**TO BE DONE:** Gather all of the lines below that contain the word "every", and copy each one in full.

[Begin]

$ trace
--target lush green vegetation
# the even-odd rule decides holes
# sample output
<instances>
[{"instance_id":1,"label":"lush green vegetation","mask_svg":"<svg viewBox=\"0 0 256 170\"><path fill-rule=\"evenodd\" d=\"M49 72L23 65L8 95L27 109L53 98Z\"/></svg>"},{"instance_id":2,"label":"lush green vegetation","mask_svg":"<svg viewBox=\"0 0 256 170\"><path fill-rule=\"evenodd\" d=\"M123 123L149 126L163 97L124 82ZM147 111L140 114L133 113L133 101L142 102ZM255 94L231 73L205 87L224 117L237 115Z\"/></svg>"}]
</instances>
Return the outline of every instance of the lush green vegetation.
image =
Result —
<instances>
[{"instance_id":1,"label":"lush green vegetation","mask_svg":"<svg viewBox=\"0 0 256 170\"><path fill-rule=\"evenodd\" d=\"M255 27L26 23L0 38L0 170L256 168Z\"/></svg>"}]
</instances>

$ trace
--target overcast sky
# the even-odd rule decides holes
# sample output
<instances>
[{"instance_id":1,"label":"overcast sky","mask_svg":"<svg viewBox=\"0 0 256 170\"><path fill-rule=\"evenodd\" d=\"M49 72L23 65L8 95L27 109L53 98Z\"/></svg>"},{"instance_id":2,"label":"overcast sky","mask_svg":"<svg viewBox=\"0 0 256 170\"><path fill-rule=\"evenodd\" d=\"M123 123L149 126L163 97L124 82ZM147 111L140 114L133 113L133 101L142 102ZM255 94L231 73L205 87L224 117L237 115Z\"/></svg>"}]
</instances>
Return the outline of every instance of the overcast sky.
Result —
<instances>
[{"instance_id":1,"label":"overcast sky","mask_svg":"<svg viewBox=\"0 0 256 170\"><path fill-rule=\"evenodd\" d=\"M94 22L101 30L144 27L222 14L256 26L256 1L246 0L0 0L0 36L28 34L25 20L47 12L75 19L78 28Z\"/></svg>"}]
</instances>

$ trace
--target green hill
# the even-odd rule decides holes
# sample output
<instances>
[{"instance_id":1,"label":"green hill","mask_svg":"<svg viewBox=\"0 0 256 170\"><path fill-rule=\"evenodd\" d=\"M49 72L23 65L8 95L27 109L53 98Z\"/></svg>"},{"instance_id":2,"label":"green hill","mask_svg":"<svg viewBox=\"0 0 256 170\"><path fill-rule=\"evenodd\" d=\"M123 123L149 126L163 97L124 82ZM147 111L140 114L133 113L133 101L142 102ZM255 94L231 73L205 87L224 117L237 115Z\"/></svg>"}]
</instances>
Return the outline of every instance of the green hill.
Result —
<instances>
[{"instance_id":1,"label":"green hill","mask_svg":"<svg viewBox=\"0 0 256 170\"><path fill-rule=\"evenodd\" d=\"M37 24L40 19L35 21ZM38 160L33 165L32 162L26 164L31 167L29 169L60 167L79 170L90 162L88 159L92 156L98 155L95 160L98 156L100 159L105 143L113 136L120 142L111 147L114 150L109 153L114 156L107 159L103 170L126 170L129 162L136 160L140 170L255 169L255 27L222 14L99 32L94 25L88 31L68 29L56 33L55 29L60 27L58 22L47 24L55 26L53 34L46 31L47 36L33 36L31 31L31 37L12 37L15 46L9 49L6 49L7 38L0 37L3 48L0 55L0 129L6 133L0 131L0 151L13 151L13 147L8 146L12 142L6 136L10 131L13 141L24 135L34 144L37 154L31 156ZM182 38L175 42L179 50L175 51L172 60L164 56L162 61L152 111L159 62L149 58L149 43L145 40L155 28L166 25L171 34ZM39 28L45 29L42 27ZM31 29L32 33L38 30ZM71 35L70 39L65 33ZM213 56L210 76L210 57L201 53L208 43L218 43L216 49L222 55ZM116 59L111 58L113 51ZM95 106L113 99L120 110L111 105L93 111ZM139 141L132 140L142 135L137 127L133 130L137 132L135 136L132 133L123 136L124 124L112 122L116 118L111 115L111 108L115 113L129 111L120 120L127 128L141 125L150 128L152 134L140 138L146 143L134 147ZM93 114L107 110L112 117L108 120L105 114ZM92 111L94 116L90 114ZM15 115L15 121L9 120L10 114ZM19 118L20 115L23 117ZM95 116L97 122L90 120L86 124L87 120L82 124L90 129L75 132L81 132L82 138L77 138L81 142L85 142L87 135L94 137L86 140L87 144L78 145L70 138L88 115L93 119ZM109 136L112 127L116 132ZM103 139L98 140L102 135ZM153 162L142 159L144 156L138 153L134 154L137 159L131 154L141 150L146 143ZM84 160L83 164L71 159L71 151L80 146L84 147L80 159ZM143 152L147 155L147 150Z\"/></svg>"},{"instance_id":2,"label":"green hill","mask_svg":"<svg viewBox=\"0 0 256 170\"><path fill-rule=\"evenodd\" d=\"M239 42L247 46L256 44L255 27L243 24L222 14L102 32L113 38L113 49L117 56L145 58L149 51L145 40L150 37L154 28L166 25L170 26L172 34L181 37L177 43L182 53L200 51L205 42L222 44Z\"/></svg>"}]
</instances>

[End]

**COMPLETE ANSWER:**
Return the outline of every instance of the lush green vegetation.
Return the outline of every instance of the overcast sky.
Return the outline of every instance of the green hill.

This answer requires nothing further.